Task objective: Which lines in the rows below contain the string "rolling"? Collect every one of them, treating uppercase and lowercase as different.

(Image object location rows)

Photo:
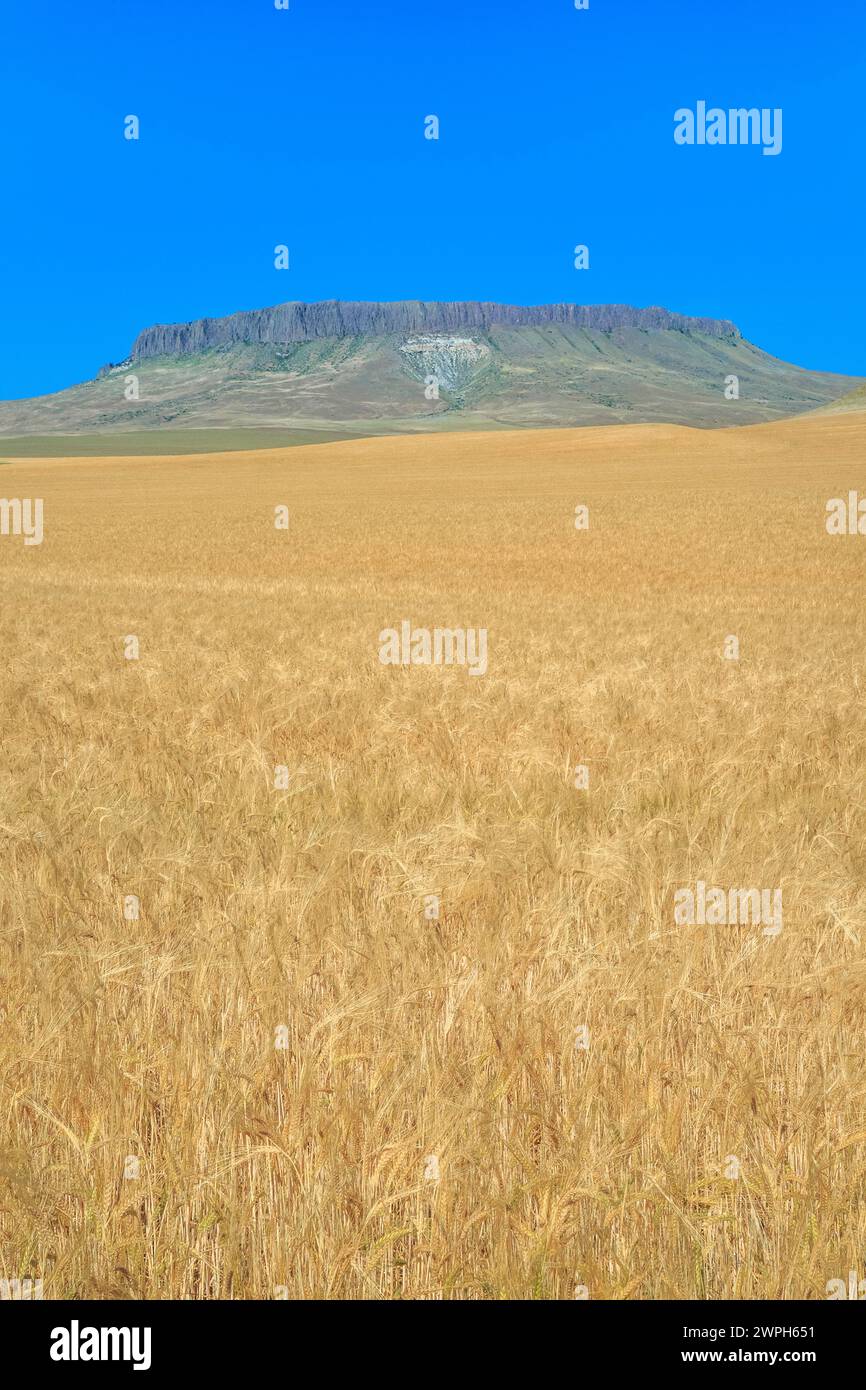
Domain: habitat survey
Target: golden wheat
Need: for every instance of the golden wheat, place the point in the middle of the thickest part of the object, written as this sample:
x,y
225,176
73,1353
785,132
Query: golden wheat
x,y
413,1044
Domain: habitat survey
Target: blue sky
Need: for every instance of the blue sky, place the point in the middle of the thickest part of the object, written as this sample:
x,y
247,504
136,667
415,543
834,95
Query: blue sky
x,y
306,128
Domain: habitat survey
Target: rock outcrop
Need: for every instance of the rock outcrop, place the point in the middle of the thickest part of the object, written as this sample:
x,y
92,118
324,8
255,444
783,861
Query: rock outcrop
x,y
295,323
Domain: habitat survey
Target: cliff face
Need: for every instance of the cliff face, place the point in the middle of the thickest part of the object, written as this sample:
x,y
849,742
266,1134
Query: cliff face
x,y
295,323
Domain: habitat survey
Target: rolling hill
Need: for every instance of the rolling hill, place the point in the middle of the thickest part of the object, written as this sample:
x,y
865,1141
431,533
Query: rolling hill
x,y
298,371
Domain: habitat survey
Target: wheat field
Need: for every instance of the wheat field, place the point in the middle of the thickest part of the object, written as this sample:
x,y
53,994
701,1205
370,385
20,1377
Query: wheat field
x,y
287,1076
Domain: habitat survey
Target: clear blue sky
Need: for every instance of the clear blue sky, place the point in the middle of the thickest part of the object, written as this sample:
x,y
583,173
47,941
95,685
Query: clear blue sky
x,y
263,127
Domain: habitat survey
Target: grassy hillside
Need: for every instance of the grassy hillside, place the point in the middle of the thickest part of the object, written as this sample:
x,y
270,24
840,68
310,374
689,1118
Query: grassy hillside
x,y
502,378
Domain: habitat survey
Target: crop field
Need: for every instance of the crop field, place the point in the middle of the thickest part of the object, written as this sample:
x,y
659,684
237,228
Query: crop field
x,y
323,977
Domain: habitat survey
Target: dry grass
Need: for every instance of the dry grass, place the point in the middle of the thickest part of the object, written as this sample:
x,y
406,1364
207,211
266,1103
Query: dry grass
x,y
305,1168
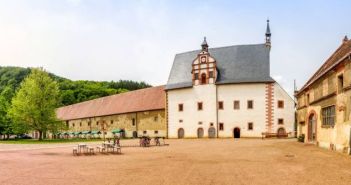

Result for this exercise:
Target: rolling hill
Need: for every instance of the rolling hill, place the point in the middle of the thickest part of the object, written as this sample:
Query: rolling hill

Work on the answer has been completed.